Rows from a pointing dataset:

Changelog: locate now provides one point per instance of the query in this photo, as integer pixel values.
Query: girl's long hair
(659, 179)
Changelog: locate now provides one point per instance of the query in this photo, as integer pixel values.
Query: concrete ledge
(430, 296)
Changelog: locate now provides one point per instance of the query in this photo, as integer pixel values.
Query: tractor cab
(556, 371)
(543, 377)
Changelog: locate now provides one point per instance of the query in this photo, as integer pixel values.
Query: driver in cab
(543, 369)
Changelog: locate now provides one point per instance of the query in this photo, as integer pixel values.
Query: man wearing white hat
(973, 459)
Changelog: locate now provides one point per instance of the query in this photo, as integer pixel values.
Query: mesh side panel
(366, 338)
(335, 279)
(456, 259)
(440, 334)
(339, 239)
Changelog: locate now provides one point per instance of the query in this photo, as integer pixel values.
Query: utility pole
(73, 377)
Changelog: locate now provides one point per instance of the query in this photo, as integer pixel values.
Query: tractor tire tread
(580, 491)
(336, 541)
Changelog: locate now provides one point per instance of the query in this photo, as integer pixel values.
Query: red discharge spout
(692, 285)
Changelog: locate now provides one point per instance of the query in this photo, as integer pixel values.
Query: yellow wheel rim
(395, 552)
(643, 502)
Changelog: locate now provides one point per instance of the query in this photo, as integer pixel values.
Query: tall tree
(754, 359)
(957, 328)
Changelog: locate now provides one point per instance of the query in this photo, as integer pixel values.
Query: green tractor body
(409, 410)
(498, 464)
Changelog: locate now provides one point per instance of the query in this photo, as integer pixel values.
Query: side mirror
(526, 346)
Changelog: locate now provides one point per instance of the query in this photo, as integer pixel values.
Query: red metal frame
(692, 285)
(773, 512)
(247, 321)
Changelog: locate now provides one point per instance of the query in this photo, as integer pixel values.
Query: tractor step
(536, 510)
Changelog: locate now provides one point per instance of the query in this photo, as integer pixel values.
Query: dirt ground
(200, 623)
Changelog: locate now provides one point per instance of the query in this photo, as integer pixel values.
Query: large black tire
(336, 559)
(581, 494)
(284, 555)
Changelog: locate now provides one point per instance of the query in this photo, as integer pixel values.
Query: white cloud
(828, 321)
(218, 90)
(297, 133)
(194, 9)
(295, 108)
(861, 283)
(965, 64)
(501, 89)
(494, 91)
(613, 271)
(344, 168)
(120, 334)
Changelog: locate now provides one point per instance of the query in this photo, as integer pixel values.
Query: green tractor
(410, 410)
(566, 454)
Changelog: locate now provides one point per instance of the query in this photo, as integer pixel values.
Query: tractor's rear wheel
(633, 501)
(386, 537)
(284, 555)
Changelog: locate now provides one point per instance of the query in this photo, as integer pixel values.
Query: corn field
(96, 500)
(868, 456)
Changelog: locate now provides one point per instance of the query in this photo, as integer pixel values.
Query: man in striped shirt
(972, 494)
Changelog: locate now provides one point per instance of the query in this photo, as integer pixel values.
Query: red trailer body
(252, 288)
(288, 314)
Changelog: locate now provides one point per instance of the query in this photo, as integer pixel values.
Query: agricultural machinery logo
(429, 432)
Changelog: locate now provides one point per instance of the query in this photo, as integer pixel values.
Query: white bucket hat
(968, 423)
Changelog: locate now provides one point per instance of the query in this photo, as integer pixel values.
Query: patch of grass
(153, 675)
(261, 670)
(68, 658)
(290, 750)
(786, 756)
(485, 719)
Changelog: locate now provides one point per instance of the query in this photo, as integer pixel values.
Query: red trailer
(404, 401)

• INSTRUCTION:
Write out every entry verbatim.

• THE COMPLETED TASK:
Changelog: locate now provides one point per instance of the query in this photo, as integer pixel values.
Query: girl's long hair
(659, 179)
Changelog: locate now provides one point per instance of the query in this photo, as integer pixel values.
Query: concrete ledge
(430, 296)
Changelog: locate now provides one point per instance of the query in this photo, as integer pixel values.
Query: tractor cab
(556, 371)
(543, 377)
Changelog: locate now provides one point per instance of the query in this photo, as integer pixel values.
Query: driver in cab
(543, 369)
Changelog: locate now provides one point per instance of the query in this photo, as integer pixel values.
Query: man wearing white hat
(973, 459)
Changelog: locate now provides one point per instance of the query in this photo, as integer pixel values.
Query: mesh side panel
(366, 338)
(335, 279)
(456, 259)
(440, 334)
(339, 239)
Changelog: locate now provides one point per instance of the query in this photo, as integer pixel values.
Query: utility pole
(73, 377)
Changelog: locate now provides one point per instance of the query in this photo, as integer pixel values.
Query: tractor tire tread
(580, 491)
(336, 541)
Changelog: locate now provides one point per instance of the query in this photo, as integer pixel values.
Query: red discharge spout
(692, 285)
Changelog: locate now provides one point per instance of the query in this photo, as integer pixel values.
Query: yellow wheel rim
(395, 552)
(643, 502)
Changelog: locate now provides one point per instance of the query in this photo, as integer pixel values.
Query: tall tree
(754, 359)
(957, 328)
Changelog: locate now provides one point per instance of the query in this photo, as integer pixel values.
Query: green tractor body
(409, 410)
(498, 464)
Changelog: locate now provides one point per instance of the query in this photo, as integer pixel values.
Query: side mirror
(526, 346)
Changelog: locate now provides one point per instance of the query in this photo, as integer pixel values.
Query: red metal frame
(692, 285)
(773, 512)
(247, 321)
Changelog: locate now provides one point per instance of the query in this photo, as integer pixel values.
Query: tractor step
(536, 510)
Changelog: locate now provides one point per instance of the query in this photo, as integer pixel values.
Query: dirt ground
(200, 623)
Changelog: locate now provides one point per instance of the query in this photo, as integer pixel values.
Query: large black tire
(336, 559)
(581, 494)
(284, 555)
Changelog: locate now provides one point per instance of the query in this photo, as integer pixel values.
Query: white cloud
(828, 321)
(218, 90)
(297, 133)
(194, 9)
(295, 108)
(861, 283)
(965, 64)
(501, 89)
(494, 91)
(613, 271)
(344, 168)
(120, 334)
Changelog: locate now provides one point per instance of the query in this photo, as integer pixel values.
Query: green tractor
(410, 410)
(566, 454)
Changelog: locate now provides one point per instance of the query in this photo, as integer pixel values.
Query: tractor's rear wheel
(633, 501)
(386, 537)
(284, 555)
Changelog: locate now provides one point per instance of the query in this photo, as integer pixel values.
Query: corn field
(96, 500)
(868, 456)
Changelog: locate now provides one point per instance of the query in this photo, as integer pixel values.
Query: man in striped shirt
(972, 494)
Changelog: locate now provides one point per instance of the query in this photo, as integer pixel values.
Query: red trailer body
(252, 288)
(288, 314)
Changelog: locate now provides one point per instance of the query in this photo, as integer pixel values.
Query: agricultural machinery logo
(429, 432)
Changelog: locate now provides one point per instance of the query in this photo, as integer pixel values.
Query: white bucket hat
(968, 423)
Changelog: locate now provides one point per instance of the query in this photo, as integer pixel values.
Query: patch of grass
(153, 675)
(261, 670)
(68, 658)
(290, 750)
(786, 756)
(485, 719)
Changelog: locate now provides one point per instance of the query in this photo, as integer pixel values.
Query: red trailer
(404, 401)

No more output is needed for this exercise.